• **YOUR TASK**:
Retype everything in the material from the line containing "Labeling job — category: row" down to the line containing "43,88,602,406", including both of those lines, keeping every character unchanged.

--- Begin MATERIAL FOR THE TASK ---

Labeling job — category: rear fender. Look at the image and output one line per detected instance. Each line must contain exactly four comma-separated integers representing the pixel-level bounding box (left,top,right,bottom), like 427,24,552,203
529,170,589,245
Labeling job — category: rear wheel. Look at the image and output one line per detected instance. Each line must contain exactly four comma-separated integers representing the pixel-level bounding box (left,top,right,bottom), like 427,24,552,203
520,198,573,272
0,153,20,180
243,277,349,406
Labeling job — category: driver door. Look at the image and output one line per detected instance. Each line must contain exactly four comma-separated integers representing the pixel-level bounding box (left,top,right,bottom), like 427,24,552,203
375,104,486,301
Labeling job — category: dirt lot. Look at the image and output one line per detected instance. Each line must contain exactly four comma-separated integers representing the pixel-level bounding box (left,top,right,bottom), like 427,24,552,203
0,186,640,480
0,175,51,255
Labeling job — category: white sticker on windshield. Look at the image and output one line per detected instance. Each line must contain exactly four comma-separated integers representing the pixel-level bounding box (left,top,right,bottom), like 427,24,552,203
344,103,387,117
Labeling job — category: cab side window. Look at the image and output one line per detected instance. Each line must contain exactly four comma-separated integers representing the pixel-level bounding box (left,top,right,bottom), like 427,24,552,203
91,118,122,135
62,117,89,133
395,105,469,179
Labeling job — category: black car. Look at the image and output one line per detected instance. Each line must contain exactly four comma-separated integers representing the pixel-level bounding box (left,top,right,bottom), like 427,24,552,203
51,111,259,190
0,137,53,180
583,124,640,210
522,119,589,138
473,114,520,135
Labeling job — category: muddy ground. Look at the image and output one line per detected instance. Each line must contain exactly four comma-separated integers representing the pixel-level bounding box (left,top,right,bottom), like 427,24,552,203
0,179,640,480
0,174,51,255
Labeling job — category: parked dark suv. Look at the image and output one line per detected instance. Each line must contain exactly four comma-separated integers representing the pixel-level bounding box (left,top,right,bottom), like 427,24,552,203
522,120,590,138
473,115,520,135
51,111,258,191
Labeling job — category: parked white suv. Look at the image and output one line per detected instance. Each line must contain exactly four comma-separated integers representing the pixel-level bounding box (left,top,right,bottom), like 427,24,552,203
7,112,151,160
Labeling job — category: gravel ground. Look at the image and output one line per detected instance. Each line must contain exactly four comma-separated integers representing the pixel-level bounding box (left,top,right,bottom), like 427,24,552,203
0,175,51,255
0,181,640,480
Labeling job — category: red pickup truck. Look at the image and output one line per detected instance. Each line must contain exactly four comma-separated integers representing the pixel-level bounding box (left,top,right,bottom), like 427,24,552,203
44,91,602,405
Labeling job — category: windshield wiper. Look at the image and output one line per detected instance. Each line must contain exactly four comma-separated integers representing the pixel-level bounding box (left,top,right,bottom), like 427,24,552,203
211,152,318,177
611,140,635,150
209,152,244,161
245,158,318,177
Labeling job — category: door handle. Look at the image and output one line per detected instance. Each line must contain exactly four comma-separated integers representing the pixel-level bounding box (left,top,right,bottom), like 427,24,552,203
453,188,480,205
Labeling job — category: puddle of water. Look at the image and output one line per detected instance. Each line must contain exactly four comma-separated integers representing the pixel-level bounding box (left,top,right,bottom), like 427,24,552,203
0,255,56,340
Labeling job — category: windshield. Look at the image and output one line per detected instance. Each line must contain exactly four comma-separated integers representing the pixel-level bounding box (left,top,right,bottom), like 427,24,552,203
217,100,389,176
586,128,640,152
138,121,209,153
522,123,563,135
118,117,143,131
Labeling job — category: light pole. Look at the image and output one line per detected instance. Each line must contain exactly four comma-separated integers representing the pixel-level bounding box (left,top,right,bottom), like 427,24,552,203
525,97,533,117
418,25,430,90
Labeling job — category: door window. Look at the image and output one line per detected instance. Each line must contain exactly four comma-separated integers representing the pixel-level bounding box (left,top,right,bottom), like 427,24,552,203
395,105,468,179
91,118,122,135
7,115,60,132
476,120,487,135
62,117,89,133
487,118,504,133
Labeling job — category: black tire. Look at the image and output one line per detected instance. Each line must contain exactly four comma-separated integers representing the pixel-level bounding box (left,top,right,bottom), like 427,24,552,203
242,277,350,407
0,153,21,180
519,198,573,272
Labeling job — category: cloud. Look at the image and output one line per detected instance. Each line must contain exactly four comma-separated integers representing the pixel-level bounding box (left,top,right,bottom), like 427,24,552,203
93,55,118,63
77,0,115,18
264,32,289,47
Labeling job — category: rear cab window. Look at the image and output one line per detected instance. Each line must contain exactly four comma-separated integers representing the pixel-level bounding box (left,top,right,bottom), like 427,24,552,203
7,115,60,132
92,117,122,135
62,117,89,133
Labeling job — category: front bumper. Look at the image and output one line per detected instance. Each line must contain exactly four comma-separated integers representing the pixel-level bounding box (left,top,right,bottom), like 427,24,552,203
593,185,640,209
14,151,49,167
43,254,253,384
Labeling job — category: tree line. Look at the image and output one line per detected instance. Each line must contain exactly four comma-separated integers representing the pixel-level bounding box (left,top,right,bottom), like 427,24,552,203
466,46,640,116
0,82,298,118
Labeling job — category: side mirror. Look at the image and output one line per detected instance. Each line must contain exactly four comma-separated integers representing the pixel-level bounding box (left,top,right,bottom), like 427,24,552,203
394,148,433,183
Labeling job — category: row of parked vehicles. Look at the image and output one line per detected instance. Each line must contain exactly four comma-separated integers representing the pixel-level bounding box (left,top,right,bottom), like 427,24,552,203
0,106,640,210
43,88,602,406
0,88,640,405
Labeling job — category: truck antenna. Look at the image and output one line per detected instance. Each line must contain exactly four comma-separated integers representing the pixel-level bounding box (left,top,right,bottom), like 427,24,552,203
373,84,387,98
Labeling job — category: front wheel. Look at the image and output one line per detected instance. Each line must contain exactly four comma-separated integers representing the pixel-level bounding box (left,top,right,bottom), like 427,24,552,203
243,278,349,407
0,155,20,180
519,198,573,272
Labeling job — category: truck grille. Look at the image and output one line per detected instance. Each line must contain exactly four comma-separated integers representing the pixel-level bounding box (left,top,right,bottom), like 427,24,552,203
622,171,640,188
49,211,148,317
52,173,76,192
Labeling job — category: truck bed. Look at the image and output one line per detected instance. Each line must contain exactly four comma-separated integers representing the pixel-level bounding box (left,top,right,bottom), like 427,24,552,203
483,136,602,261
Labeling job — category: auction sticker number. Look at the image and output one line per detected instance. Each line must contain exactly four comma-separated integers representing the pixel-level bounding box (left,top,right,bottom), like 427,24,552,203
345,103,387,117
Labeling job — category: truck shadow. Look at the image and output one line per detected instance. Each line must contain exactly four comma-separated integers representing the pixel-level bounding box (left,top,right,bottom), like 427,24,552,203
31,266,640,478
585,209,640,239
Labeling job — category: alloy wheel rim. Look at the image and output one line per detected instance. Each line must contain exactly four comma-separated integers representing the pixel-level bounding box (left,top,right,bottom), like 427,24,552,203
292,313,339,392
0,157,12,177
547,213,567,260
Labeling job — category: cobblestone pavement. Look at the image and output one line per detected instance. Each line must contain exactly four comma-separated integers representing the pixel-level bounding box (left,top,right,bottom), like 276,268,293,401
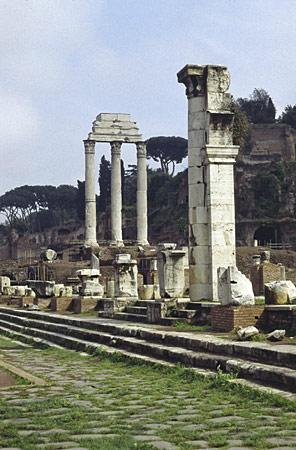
0,338,296,450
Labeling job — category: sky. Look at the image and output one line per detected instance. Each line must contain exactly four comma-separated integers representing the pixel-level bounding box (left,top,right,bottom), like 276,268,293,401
0,0,296,195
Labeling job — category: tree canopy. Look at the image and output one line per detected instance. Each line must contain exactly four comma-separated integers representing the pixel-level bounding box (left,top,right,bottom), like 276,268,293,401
146,136,187,175
0,185,77,231
231,101,250,148
237,89,276,123
279,105,296,128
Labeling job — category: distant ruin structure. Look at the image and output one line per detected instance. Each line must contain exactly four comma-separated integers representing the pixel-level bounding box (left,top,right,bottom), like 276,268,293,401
84,113,148,248
178,65,239,301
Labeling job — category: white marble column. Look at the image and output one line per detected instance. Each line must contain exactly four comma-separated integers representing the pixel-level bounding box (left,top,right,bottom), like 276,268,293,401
84,140,98,248
111,142,123,247
136,142,148,245
178,65,238,301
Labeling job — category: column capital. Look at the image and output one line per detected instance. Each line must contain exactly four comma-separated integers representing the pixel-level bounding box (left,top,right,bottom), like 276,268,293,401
136,142,147,158
177,64,230,100
110,142,122,156
83,139,96,153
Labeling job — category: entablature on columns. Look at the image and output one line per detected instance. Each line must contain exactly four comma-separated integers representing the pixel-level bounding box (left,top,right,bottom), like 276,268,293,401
83,139,96,153
204,145,239,165
88,113,143,144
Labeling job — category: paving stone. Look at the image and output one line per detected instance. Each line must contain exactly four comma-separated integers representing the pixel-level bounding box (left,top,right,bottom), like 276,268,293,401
228,439,243,447
145,423,168,430
225,447,253,450
185,440,208,448
18,430,36,436
152,441,179,450
209,416,245,423
182,423,205,431
133,434,159,442
265,433,296,446
71,433,118,440
37,441,78,449
39,428,68,436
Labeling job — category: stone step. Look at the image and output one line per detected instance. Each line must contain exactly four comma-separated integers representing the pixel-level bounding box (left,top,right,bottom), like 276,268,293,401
0,307,296,369
160,317,188,327
134,300,155,308
177,309,198,319
186,301,220,310
0,317,296,392
124,306,147,317
112,312,147,323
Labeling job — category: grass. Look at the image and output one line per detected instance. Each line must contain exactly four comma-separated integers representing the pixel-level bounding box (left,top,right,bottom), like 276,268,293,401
172,322,211,333
0,336,296,450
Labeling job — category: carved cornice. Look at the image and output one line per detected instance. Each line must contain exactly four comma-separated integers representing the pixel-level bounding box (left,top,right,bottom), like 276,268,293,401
83,139,96,154
177,65,206,98
177,64,230,101
110,142,121,156
136,142,147,158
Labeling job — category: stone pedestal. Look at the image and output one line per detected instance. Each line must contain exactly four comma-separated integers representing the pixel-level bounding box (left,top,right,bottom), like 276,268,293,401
84,140,98,249
178,65,238,301
76,269,104,297
251,262,285,295
211,305,264,333
137,142,148,245
50,297,73,312
113,254,138,298
111,142,123,247
157,244,186,298
100,297,138,318
147,302,167,323
0,276,10,294
72,297,102,314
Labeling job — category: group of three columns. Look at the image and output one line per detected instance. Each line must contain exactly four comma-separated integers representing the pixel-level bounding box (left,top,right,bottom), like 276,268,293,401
84,139,148,248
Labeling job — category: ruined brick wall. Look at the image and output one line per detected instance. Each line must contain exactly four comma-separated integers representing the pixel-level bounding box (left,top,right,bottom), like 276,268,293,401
250,123,296,161
211,305,264,333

--- End MATERIAL FOR THE TASK ---

• **EXPECTED OUTPUT**:
Labeling job — category: row of parked vehicles. Look at the image and output one line per detected instance. Each line must contain exactly four comma-separated integers representing the pixel-level bounding box (left,top,right,bottom), like 427,24,552,203
0,106,640,210
43,88,602,406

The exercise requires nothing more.